## Challenge A
Copy the rows that ask for outlines of parked cars word for word, leaving out the pictures.

Vault eventual consistency
Vault Enterprise license or HCP Vault Dedicated cluster required.
When running in a cluster, Vault has an eventual consistency model. Only one node (the leader) can write to Vault's storage. Users generally expect read-after-write consistency: in other words, after writing foo=1, a subsequent read of foo should return 1. Depending on the Vault configuration this isn't always the case. When using performance standbys with Integrated Storage, or when using performance replication, there are some sequences of operations that don't always yield read-after-write consistency.
Performance standby nodes
When using the Integrated Storage backend without performance standbys, only a single Vault node (the active node) handles requests. Requests sent to regular standbys are handled by forwarding them to the active node. This Vault configuration gives Vault the same behavior as the default Consul consistency model.
When using the Integrated Storage backend with performance standbys, both the active node and performance standbys can handle requests. If a performance standby handles a login request, or a request that generates a dynamic secret, the performance standby will issue a remote procedure call (RPC) to the active node to store the token and/or lease. If the performance standby handles any other request that results in a storage write, it will forward that request to the active node in the same way a regular standby forwards all requests.
With Integrated Storage, all writes occur on the active node, which then issues RPCs to update the local storage on every other node. Between when the active node writes the data to its local disk, and when those RPCs are handled on the other nodes to write the data to their local disks, those nodes present a stale view of the data.
As a result, even if you're always talking to the same performance standby, you may not get read-after-write semantics. The write gets sent to the active node, and if the subsequent read request occurs before the new data gets sent to the node handling the read request, the read request won't be able to take the write into account because the new data isn't present on that node yet.
Performance replication
A similar phenomenon occurs when using performance replication. One example
of how this manifests is when using shared mounts. If a KV secrets engine
is mounted on the primary with local=false
, it will exist on the secondary
cluster as well. The secondary cluster can handle requests to that mount,
though as with performance standbys, write requests must be forwarded - in
this case to the primary active node. Once data is written to the primary cluster,
it won't be visible on the secondary cluster until the data has been replicated
from the primary. Therefore, on the secondary cluster, it initially appears as if
the data write hasn't happened.
If the secondary cluster is using Integrated Storage, and the read request is being handled on one of its performance standbys, the problem is exacerbated because it has to be sent first from the primary active node to the secondary active node, and then from there to the secondary performance standby, each of which can introduce their own form of lag.
Even without shared secret engines, stale reads can still happen with performance replication. The Identity subsystem aims to provide a view on entities and groups which span across clusters. As such, when logging in to a secondary cluster using a shared mount, Vault tries to generate an entity and alias if they don't already exist, and these must be stored on the primary using an RPC. Something similar happens with groups.
Clock skew and replication lag
As seen above, both performance standbys and replication secondaries can lag behind the active node or the primary. As of Vault 1.17, it's possible to get some insight into that lag using sys/health, sys/ha-status, and the replication status endpoints.

## Challenge B
Pick up the piece on Vault eventual consistency after its last sentence and keep writing.

## Supplied records
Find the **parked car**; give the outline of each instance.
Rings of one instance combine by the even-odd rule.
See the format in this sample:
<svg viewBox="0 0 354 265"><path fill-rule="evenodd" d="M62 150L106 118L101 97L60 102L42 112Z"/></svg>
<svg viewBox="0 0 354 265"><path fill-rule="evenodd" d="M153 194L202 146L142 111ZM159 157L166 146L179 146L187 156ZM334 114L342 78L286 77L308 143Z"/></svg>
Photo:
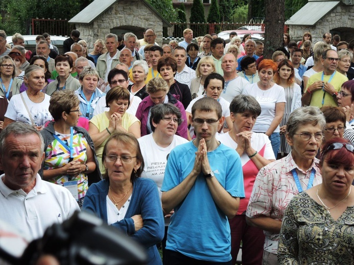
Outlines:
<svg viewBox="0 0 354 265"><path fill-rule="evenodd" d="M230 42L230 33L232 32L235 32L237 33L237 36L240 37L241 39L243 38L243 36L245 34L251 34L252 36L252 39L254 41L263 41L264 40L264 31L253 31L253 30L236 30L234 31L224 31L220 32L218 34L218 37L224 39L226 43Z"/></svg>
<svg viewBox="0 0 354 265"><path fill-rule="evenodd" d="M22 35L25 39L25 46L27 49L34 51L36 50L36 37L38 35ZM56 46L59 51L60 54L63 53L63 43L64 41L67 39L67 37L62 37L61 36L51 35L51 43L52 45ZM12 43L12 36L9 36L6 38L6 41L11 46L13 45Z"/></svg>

## Written reply A
Find the **parked car**; give the outline of each instance.
Rings of one instance combine by the even-odd rule.
See the format in this sample:
<svg viewBox="0 0 354 265"><path fill-rule="evenodd" d="M62 150L106 118L101 97L60 102L42 112Z"/></svg>
<svg viewBox="0 0 354 265"><path fill-rule="evenodd" d="M153 194L202 146L142 111ZM159 157L166 146L179 146L187 156ZM334 114L342 78L286 77L308 143Z"/></svg>
Photo:
Outlines:
<svg viewBox="0 0 354 265"><path fill-rule="evenodd" d="M230 42L230 33L232 32L235 32L237 33L237 36L240 37L241 39L243 38L243 36L245 34L251 34L252 36L252 39L254 41L263 41L264 40L264 31L253 31L253 30L236 30L234 31L224 31L220 32L218 34L218 37L224 39L226 43Z"/></svg>
<svg viewBox="0 0 354 265"><path fill-rule="evenodd" d="M22 35L25 39L25 46L27 49L34 51L36 50L36 37L38 35ZM56 46L59 51L60 54L63 53L63 43L64 41L67 39L67 37L62 37L61 36L51 35L51 43L52 45ZM12 43L12 36L9 36L6 38L6 41L11 46L13 45Z"/></svg>

## Written reply B
Secondaries and standbys regularly issue an "echo" heartbeat RPC to their upstream source. This heartbeat serves many purposes, one of them being to get a rough idea of whether the clocks of the client and server are in sync. The server response to the heartbeat RPC includes the server's local clock time, and the client takes the delta in milliseconds between that time and the client's local clock time to compute the clock_skew_ms field. No effort is made to factor into that field the time it took to actually perform the RPC, though that information is made available as the last_heartbeat_duration_ms field. In other words, the reported clock skew has an uncertainty of up to last_heartbeat_duration_ms.
Vault assumes that clocks are synced across all nodes in a cluster, and if they aren't, problems may arise, e.g. one node may think that a lease has expired and another node won't yet. Some community-supported storage backends may have further problems relating to HA mode.
There are fewer problems expected when clock skew exists between a replication primary and secondary. However, one known issue is that the replication lag canary discussed next will produce surprising values if clocks aren't synced between the clusters.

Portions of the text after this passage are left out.